Go through the records and set each one down exactly, skipping any picture.
-- Data extract follows --
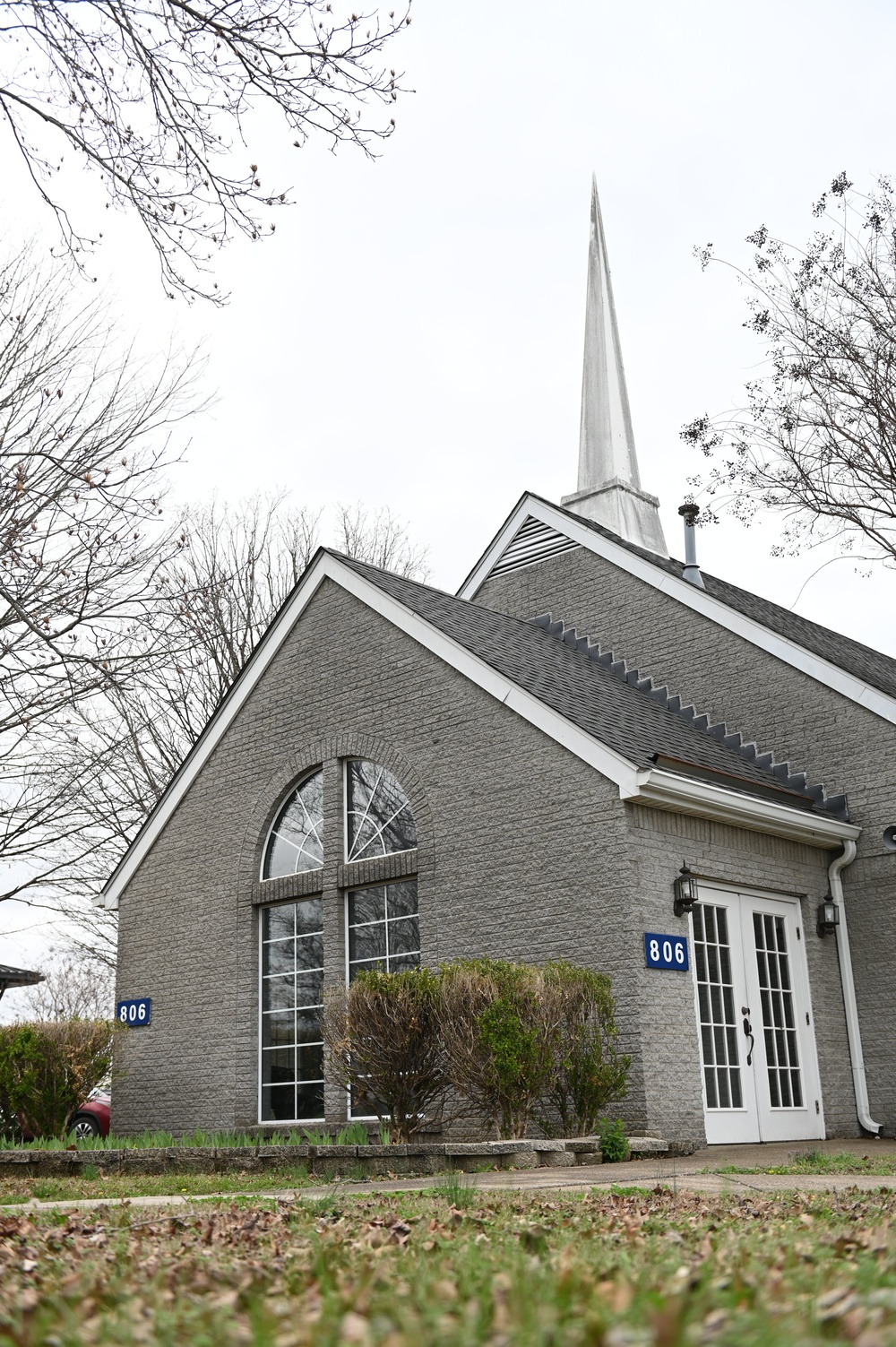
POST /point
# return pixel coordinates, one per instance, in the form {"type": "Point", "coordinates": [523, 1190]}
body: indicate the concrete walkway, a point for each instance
{"type": "Point", "coordinates": [694, 1173]}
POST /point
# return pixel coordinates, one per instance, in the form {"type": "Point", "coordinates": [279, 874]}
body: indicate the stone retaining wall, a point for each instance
{"type": "Point", "coordinates": [328, 1161]}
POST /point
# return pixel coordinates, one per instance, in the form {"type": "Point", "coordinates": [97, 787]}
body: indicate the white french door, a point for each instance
{"type": "Point", "coordinates": [757, 1044]}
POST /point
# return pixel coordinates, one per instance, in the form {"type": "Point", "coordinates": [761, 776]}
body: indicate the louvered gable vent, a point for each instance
{"type": "Point", "coordinates": [534, 541]}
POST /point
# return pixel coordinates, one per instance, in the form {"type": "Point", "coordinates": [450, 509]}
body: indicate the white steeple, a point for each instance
{"type": "Point", "coordinates": [609, 487]}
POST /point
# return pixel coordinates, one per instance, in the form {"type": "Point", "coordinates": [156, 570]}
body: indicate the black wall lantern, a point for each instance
{"type": "Point", "coordinates": [828, 918]}
{"type": "Point", "coordinates": [685, 891]}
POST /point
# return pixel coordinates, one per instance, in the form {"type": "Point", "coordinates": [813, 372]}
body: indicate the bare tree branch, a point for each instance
{"type": "Point", "coordinates": [157, 97]}
{"type": "Point", "coordinates": [86, 782]}
{"type": "Point", "coordinates": [817, 438]}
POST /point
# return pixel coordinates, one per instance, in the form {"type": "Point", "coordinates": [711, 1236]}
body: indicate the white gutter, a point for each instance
{"type": "Point", "coordinates": [689, 795]}
{"type": "Point", "coordinates": [849, 989]}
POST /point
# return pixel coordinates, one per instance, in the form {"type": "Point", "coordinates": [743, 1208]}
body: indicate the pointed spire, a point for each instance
{"type": "Point", "coordinates": [609, 485]}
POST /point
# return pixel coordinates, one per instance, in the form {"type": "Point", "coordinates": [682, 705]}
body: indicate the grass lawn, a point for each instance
{"type": "Point", "coordinates": [457, 1268]}
{"type": "Point", "coordinates": [93, 1183]}
{"type": "Point", "coordinates": [821, 1162]}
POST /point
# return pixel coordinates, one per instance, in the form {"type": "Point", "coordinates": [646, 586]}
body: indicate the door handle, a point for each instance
{"type": "Point", "coordinates": [748, 1031]}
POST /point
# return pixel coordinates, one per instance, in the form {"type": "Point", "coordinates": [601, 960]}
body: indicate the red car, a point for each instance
{"type": "Point", "coordinates": [92, 1118]}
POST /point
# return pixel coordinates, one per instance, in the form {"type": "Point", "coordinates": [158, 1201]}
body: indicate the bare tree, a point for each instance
{"type": "Point", "coordinates": [75, 988]}
{"type": "Point", "coordinates": [157, 97]}
{"type": "Point", "coordinates": [82, 446]}
{"type": "Point", "coordinates": [95, 773]}
{"type": "Point", "coordinates": [81, 450]}
{"type": "Point", "coordinates": [817, 436]}
{"type": "Point", "coordinates": [380, 539]}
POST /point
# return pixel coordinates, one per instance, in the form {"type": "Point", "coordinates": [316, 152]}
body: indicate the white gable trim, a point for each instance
{"type": "Point", "coordinates": [633, 782]}
{"type": "Point", "coordinates": [601, 757]}
{"type": "Point", "coordinates": [695, 599]}
{"type": "Point", "coordinates": [687, 795]}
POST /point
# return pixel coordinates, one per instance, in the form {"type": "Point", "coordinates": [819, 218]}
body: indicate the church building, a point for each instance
{"type": "Point", "coordinates": [590, 752]}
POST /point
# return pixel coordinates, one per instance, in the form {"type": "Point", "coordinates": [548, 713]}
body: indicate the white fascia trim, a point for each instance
{"type": "Point", "coordinates": [597, 755]}
{"type": "Point", "coordinates": [749, 629]}
{"type": "Point", "coordinates": [687, 795]}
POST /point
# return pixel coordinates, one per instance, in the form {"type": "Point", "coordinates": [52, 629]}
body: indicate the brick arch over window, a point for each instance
{"type": "Point", "coordinates": [323, 753]}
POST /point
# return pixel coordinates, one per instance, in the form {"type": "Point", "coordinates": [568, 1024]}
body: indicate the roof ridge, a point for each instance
{"type": "Point", "coordinates": [833, 805]}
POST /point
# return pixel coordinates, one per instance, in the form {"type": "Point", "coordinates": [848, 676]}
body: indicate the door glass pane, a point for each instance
{"type": "Point", "coordinates": [779, 1035]}
{"type": "Point", "coordinates": [716, 999]}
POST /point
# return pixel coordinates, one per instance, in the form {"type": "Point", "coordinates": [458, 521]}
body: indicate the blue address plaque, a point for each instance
{"type": "Point", "coordinates": [134, 1014]}
{"type": "Point", "coordinates": [666, 951]}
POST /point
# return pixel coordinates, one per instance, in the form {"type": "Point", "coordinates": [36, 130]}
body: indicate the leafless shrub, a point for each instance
{"type": "Point", "coordinates": [383, 1043]}
{"type": "Point", "coordinates": [590, 1070]}
{"type": "Point", "coordinates": [47, 1070]}
{"type": "Point", "coordinates": [500, 1025]}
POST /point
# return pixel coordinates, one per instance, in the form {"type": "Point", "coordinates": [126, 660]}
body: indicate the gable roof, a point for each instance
{"type": "Point", "coordinates": [649, 752]}
{"type": "Point", "coordinates": [582, 688]}
{"type": "Point", "coordinates": [538, 528]}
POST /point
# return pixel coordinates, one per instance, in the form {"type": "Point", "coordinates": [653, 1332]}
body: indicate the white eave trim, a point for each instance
{"type": "Point", "coordinates": [686, 795]}
{"type": "Point", "coordinates": [880, 704]}
{"type": "Point", "coordinates": [654, 787]}
{"type": "Point", "coordinates": [602, 758]}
-- Data extract concluded --
» Answer space:
POST /point
# return pixel coordinates, one per instance, in the form {"type": "Point", "coordinates": [523, 1190]}
body: indicate the concrete walkway, a point for each instance
{"type": "Point", "coordinates": [694, 1173]}
POST /point
# return pixel coordinates, one per instance, in the form {"type": "Point", "coordinates": [279, 874]}
body: indicate the stone retaining wall, a point for each instance
{"type": "Point", "coordinates": [328, 1161]}
POST /point
# return pixel coordinates, one per instance, in the form {"type": "Point", "coordinates": [97, 787]}
body: indicate the white french door, a point for each instance
{"type": "Point", "coordinates": [757, 1044]}
POST /point
# return pixel coordinates, one per instance, in the form {"type": "Point", "coordinates": [761, 776]}
body: indicate the louvered gable vent, a point for each instance
{"type": "Point", "coordinates": [534, 541]}
POST /point
# return pixel coordinates, one per instance, in the form {"type": "Point", "coordinates": [450, 509]}
body: indicate the white steeple, a point for each instance
{"type": "Point", "coordinates": [609, 487]}
POST /point
# return pixel coordinates, one per instance, in the form {"type": "Point", "coordinates": [156, 570]}
body: indicate the black wall lantern, a point for each instance
{"type": "Point", "coordinates": [828, 918]}
{"type": "Point", "coordinates": [685, 891]}
POST /point
# return pixel coordinates, one per instance, in the form {"type": "Point", "coordinates": [813, 372]}
body: indicate the bare tree branch, a point for each instance
{"type": "Point", "coordinates": [157, 97]}
{"type": "Point", "coordinates": [86, 782]}
{"type": "Point", "coordinates": [817, 438]}
POST /point
# return pixel coordinates, one per instance, in the form {"type": "Point", "coordinates": [711, 1236]}
body: indicate the white gutter, a point for each instance
{"type": "Point", "coordinates": [689, 795]}
{"type": "Point", "coordinates": [849, 989]}
POST /point
# return pixel coordinates, one per instance, in the form {"type": "Point", "coordinates": [743, 1208]}
body: indicate the pointed spire, a point for each instance
{"type": "Point", "coordinates": [609, 485]}
POST /point
# return pixel coordinates, one per instance, in the form {"type": "Point", "coordinates": [682, 705]}
body: indicate the grass lawn, a point for each instance
{"type": "Point", "coordinates": [457, 1268]}
{"type": "Point", "coordinates": [93, 1183]}
{"type": "Point", "coordinates": [821, 1162]}
POST /point
# return pixel coordinates, one per instance, in the form {"type": "Point", "coordinates": [646, 586]}
body: indicate the door handle, a point for each instance
{"type": "Point", "coordinates": [748, 1031]}
POST /point
# return pixel coordinates, one per instance, in the form {"type": "Point", "coordinates": [601, 960]}
body: indicate the red car, a point for each instance
{"type": "Point", "coordinates": [92, 1118]}
POST /point
# return pixel coordinates, one per instance, in the form {"type": "Point", "coordinates": [158, 1201]}
body: indicate the bare tree, a point for each instance
{"type": "Point", "coordinates": [75, 988]}
{"type": "Point", "coordinates": [157, 97]}
{"type": "Point", "coordinates": [82, 446]}
{"type": "Point", "coordinates": [95, 773]}
{"type": "Point", "coordinates": [81, 450]}
{"type": "Point", "coordinates": [817, 436]}
{"type": "Point", "coordinates": [380, 539]}
POST /point
# return pixel coordinates, one per instance, in the form {"type": "Point", "coordinates": [316, 152]}
body: indicate the white gable trim, a point for each instance
{"type": "Point", "coordinates": [633, 782]}
{"type": "Point", "coordinates": [601, 757]}
{"type": "Point", "coordinates": [695, 599]}
{"type": "Point", "coordinates": [687, 795]}
POST /point
# return pixel coordinates, one per instance, in the form {"type": "Point", "coordinates": [819, 218]}
body: indicate the church building, a point for each instance
{"type": "Point", "coordinates": [590, 752]}
POST /point
# return pixel coordinates, one per instance, in the form {"type": "Point", "coordinates": [548, 713]}
body: indicate the white fascia trim, a point for each instance
{"type": "Point", "coordinates": [597, 755]}
{"type": "Point", "coordinates": [749, 629]}
{"type": "Point", "coordinates": [687, 795]}
POST /point
# return pixel coordinates, one per instance, in the form {"type": "Point", "coordinates": [52, 629]}
body: indicate the brick arch over window, a point for each instance
{"type": "Point", "coordinates": [323, 753]}
POST /point
# return pixel coordinates, one per instance, in the form {"type": "Point", "coordinates": [568, 1024]}
body: indicate the roof ridge, a point for each instance
{"type": "Point", "coordinates": [833, 805]}
POST /point
# return pixel coordinates, one per instance, in the form {"type": "Point", "coordinates": [848, 676]}
body: indicate the door glass pane, a point for each instance
{"type": "Point", "coordinates": [779, 1035]}
{"type": "Point", "coordinates": [716, 999]}
POST /point
# return pixel coordinates, one per instance, in the form {"type": "Point", "coordinates": [458, 521]}
body: indicate the blue address plaque, a point for each instance
{"type": "Point", "coordinates": [134, 1014]}
{"type": "Point", "coordinates": [666, 951]}
POST /point
# return pixel coordinates, one per instance, in the form {"type": "Point", "coordinates": [36, 130]}
body: indicate the leafless shrub, a point for each instance
{"type": "Point", "coordinates": [383, 1043]}
{"type": "Point", "coordinates": [590, 1070]}
{"type": "Point", "coordinates": [47, 1070]}
{"type": "Point", "coordinates": [500, 1025]}
POST /point
# return pixel coordinates, one per instance, in the form {"type": "Point", "coordinates": [126, 660]}
body: indicate the gable roof, a point for each instance
{"type": "Point", "coordinates": [649, 752]}
{"type": "Point", "coordinates": [582, 688]}
{"type": "Point", "coordinates": [538, 528]}
POST /point
# return pixel coordinates, one per instance, in the form {"type": "Point", "coordinates": [653, 1332]}
body: indicate the white eave trim, a point for each instance
{"type": "Point", "coordinates": [686, 795]}
{"type": "Point", "coordinates": [880, 704]}
{"type": "Point", "coordinates": [654, 787]}
{"type": "Point", "coordinates": [602, 758]}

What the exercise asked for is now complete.